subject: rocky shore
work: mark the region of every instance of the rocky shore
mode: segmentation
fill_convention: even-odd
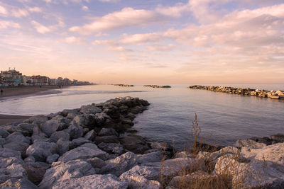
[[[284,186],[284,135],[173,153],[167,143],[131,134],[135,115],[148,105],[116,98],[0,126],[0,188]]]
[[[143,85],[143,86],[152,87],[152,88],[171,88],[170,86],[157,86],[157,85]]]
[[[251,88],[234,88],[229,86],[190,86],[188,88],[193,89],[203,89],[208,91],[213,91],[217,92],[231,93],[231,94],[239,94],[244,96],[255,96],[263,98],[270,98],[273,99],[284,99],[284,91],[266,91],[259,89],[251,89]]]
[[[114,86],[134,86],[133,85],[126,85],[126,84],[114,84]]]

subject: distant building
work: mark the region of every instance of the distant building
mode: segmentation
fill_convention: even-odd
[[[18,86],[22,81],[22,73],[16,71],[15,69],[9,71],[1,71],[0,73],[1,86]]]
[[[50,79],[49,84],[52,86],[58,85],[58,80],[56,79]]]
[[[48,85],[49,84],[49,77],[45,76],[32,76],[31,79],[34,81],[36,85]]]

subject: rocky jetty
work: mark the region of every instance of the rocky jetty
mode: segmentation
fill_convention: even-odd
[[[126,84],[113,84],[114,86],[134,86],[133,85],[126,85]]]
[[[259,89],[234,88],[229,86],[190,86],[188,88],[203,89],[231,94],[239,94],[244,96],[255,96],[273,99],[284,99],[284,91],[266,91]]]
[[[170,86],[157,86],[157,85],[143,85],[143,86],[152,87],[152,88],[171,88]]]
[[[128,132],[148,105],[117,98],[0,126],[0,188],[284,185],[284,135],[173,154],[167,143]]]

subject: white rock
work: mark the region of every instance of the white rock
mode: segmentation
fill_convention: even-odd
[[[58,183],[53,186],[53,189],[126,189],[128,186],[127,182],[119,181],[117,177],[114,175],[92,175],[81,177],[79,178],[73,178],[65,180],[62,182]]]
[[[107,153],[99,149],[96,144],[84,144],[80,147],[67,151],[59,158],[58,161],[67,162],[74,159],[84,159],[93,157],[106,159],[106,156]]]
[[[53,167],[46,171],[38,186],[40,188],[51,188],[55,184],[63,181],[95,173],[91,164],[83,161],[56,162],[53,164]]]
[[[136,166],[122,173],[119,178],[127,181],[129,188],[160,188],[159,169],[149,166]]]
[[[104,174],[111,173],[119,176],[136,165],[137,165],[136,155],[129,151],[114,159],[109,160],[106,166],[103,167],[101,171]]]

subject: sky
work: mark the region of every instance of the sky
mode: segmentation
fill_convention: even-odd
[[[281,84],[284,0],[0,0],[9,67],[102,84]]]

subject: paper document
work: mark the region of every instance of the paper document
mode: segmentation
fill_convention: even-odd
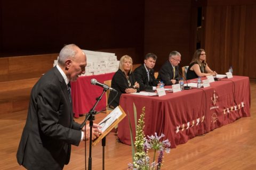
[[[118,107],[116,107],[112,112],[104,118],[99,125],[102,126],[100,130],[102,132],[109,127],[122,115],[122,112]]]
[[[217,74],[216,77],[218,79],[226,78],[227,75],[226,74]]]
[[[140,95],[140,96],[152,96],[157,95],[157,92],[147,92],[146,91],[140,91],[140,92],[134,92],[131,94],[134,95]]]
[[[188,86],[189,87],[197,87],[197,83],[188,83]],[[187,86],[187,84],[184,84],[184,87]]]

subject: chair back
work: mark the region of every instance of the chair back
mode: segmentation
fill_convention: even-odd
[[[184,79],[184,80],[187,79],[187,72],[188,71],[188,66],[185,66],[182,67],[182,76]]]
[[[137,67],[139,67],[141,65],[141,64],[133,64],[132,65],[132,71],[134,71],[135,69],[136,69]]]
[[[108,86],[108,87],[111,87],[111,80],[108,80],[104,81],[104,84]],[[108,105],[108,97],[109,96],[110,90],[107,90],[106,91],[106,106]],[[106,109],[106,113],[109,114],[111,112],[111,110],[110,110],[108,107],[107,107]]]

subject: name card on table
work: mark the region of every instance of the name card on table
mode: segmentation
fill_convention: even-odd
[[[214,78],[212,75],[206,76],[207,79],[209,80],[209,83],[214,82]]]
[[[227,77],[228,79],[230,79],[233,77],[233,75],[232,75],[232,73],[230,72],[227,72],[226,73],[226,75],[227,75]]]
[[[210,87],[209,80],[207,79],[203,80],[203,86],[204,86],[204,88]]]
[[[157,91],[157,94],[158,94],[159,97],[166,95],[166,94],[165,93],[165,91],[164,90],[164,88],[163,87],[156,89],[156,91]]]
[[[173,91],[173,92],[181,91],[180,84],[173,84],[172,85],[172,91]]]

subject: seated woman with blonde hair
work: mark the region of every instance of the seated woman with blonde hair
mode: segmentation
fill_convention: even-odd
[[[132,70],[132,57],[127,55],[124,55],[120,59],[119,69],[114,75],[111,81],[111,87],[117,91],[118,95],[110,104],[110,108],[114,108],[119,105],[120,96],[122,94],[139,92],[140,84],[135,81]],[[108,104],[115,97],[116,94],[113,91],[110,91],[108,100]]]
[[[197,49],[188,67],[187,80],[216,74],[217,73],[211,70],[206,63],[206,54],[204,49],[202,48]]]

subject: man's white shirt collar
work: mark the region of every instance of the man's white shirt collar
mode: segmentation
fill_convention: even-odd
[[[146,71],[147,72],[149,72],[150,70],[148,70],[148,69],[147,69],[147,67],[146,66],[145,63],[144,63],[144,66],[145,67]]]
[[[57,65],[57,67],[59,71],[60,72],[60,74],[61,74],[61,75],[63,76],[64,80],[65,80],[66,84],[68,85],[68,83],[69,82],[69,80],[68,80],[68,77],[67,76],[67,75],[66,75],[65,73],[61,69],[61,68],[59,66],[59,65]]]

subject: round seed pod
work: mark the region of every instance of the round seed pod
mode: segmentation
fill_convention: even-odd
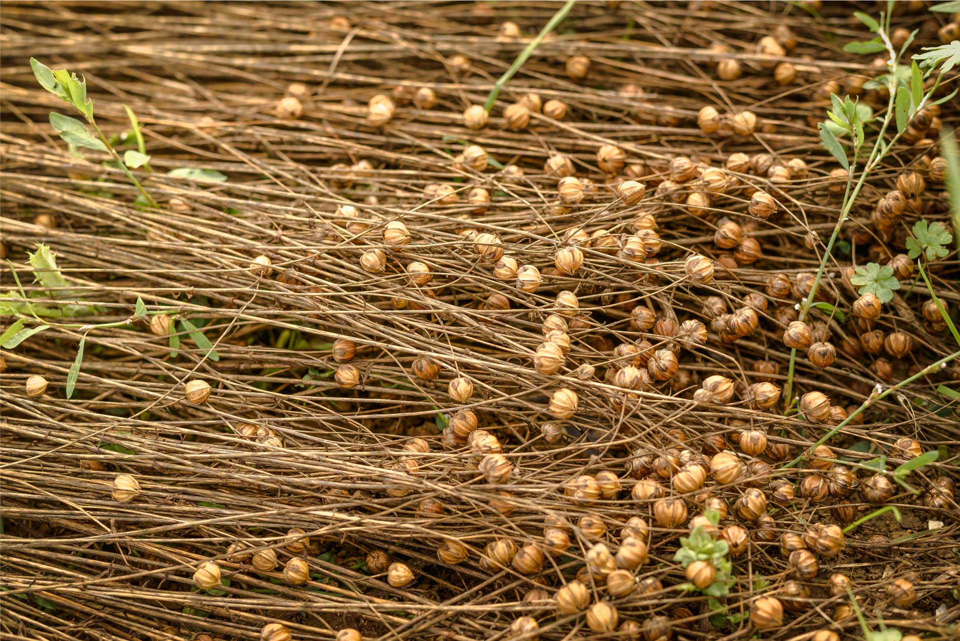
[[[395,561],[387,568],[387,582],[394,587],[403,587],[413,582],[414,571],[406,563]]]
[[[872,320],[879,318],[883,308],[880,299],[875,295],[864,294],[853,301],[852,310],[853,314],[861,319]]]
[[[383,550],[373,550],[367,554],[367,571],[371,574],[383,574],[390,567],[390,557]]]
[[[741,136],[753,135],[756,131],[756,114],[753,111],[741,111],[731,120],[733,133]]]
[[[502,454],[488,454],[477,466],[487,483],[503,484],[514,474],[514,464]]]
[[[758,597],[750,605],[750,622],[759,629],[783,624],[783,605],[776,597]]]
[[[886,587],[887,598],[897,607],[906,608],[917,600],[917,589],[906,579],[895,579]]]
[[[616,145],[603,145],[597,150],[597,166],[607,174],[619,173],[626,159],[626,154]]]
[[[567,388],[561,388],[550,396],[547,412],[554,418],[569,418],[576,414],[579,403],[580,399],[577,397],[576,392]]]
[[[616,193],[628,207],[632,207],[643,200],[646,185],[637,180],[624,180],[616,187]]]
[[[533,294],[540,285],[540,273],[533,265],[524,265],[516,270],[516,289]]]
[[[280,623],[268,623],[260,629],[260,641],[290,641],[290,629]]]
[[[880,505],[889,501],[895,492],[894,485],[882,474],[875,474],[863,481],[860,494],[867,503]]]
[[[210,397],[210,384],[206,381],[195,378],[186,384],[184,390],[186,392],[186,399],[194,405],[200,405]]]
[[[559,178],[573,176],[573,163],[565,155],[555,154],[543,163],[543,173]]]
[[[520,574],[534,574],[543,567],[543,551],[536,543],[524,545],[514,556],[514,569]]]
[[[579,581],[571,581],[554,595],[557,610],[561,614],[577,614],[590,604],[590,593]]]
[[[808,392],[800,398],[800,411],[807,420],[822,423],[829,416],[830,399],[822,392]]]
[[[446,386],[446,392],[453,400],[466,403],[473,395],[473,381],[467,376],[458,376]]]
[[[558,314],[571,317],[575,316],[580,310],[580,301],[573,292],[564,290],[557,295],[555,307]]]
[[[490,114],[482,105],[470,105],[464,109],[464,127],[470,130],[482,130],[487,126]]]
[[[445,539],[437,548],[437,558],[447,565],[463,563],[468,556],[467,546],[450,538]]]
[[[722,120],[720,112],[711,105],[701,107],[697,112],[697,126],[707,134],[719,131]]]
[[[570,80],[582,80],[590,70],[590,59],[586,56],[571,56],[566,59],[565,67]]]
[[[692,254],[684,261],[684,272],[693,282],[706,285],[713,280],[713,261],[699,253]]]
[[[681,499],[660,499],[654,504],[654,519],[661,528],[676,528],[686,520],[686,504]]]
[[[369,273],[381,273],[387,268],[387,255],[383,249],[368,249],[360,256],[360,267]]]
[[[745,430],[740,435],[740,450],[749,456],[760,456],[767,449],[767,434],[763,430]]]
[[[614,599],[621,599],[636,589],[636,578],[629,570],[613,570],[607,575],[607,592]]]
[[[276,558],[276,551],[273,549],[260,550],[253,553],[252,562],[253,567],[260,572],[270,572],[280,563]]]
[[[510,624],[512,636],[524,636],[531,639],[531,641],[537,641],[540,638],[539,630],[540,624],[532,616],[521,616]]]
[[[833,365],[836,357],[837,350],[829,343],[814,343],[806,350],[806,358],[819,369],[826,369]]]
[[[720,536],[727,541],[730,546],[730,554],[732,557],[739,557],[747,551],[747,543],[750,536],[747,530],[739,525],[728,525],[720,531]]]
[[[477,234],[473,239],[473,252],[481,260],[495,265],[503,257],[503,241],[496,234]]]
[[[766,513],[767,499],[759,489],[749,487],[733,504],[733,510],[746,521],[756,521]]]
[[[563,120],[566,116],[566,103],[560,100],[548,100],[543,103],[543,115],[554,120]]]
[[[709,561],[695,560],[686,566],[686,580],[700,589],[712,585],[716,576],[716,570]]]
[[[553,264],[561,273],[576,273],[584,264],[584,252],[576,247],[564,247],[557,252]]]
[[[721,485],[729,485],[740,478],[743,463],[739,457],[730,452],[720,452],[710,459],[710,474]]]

##############################

SHORT PROBLEM: Collect every line in the rows above that contains the word "paper".

EXERCISE RESULT:
subject: paper document
work: mark the region of every instance of the paper document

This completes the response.